(Polygon annotations for photos)
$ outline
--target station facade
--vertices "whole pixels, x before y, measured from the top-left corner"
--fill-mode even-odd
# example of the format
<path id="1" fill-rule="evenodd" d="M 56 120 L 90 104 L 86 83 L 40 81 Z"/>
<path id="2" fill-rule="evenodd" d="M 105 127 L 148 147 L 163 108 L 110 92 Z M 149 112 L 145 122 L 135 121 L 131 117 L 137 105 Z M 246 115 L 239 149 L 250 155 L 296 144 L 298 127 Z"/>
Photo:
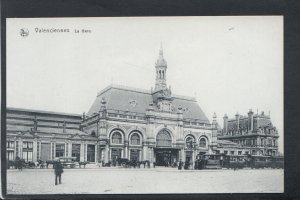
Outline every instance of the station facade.
<path id="1" fill-rule="evenodd" d="M 72 156 L 108 163 L 128 158 L 160 166 L 193 162 L 199 153 L 224 152 L 226 145 L 236 151 L 238 133 L 230 120 L 221 130 L 216 115 L 210 122 L 195 98 L 172 94 L 162 49 L 155 69 L 154 89 L 110 85 L 83 115 L 7 108 L 7 159 Z"/>

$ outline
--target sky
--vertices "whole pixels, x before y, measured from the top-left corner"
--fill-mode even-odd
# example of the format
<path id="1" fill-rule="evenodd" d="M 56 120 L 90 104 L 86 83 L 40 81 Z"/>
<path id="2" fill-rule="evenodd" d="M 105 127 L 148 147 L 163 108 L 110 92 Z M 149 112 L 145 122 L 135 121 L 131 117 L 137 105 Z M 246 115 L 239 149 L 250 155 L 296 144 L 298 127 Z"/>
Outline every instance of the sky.
<path id="1" fill-rule="evenodd" d="M 282 16 L 11 18 L 6 44 L 8 107 L 82 114 L 109 84 L 150 90 L 162 44 L 174 94 L 221 126 L 270 112 L 283 152 Z"/>

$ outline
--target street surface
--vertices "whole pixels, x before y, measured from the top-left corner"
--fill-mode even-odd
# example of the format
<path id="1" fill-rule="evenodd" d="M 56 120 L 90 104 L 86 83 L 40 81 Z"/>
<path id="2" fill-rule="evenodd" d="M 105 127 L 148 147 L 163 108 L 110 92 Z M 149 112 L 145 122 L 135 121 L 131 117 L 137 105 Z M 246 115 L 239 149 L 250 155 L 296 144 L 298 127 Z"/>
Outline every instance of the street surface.
<path id="1" fill-rule="evenodd" d="M 8 194 L 282 193 L 282 169 L 177 170 L 177 168 L 9 169 Z"/>

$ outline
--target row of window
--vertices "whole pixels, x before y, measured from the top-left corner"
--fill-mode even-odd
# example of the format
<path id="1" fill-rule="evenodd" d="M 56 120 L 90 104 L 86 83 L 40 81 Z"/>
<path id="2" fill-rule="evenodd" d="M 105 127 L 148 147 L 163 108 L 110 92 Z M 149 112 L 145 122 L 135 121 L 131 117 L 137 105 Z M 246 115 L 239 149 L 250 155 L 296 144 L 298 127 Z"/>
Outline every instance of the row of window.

**CHALLENGE**.
Write the listing above out again exactly, dropping each image.

**FINISHED EXERCISE**.
$ outline
--target station facade
--vertices "whole pixels, x before y, measured from the top-left corner"
--fill-mode even-odd
# example of the format
<path id="1" fill-rule="evenodd" d="M 56 120 L 90 104 L 86 83 L 40 81 Z"/>
<path id="2" fill-rule="evenodd" d="M 105 127 L 148 147 L 163 108 L 110 92 Z M 149 112 L 145 122 L 135 121 L 131 117 L 137 105 Z M 246 115 L 239 149 L 250 155 L 296 144 L 298 127 Z"/>
Photo:
Outline every instance of the station facade.
<path id="1" fill-rule="evenodd" d="M 72 156 L 108 163 L 128 158 L 160 166 L 193 162 L 199 153 L 224 152 L 226 145 L 236 151 L 238 133 L 230 120 L 221 130 L 216 115 L 210 122 L 195 98 L 172 94 L 162 49 L 155 69 L 154 89 L 110 85 L 83 115 L 7 108 L 7 159 Z"/>

$ outline
--target sky
--vertices "whole pixels, x before y, measured from the top-left corner"
--fill-mode even-odd
# example of the format
<path id="1" fill-rule="evenodd" d="M 56 120 L 90 104 L 86 83 L 40 81 Z"/>
<path id="2" fill-rule="evenodd" d="M 105 127 L 148 147 L 163 108 L 110 92 Z M 149 112 L 145 122 L 135 121 L 131 117 L 137 105 Z M 246 115 L 239 149 L 250 155 L 296 144 L 298 127 Z"/>
Outline every instance of the sky.
<path id="1" fill-rule="evenodd" d="M 282 16 L 11 18 L 6 44 L 8 107 L 82 114 L 109 84 L 150 90 L 162 44 L 174 94 L 221 126 L 270 112 L 283 152 Z"/>

$ outline
--target street surface
--vertices "whole pixels, x before y, measured from the top-left corner"
--fill-mode even-odd
# example of the format
<path id="1" fill-rule="evenodd" d="M 56 120 L 90 104 L 86 83 L 40 81 Z"/>
<path id="2" fill-rule="evenodd" d="M 105 127 L 148 147 L 163 108 L 110 92 Z M 149 112 L 145 122 L 135 121 L 131 117 L 137 105 Z M 246 115 L 239 149 L 250 155 L 296 144 L 298 127 Z"/>
Outline every instance of the street surface.
<path id="1" fill-rule="evenodd" d="M 8 194 L 282 193 L 282 169 L 177 170 L 177 168 L 9 169 Z"/>

$ outline
--target row of window
--vertices "whole pixels, x before y, measured from the top-left corner"
--fill-mode even-odd
# example of the format
<path id="1" fill-rule="evenodd" d="M 56 120 L 90 104 L 86 83 L 40 81 Z"/>
<path id="2" fill-rule="evenodd" d="M 105 127 L 148 147 L 163 108 L 110 92 Z M 149 112 L 145 122 L 135 121 L 131 117 L 137 105 Z M 246 115 L 239 149 L 250 155 L 296 144 L 298 127 Z"/>
Outline every instance of the row of window.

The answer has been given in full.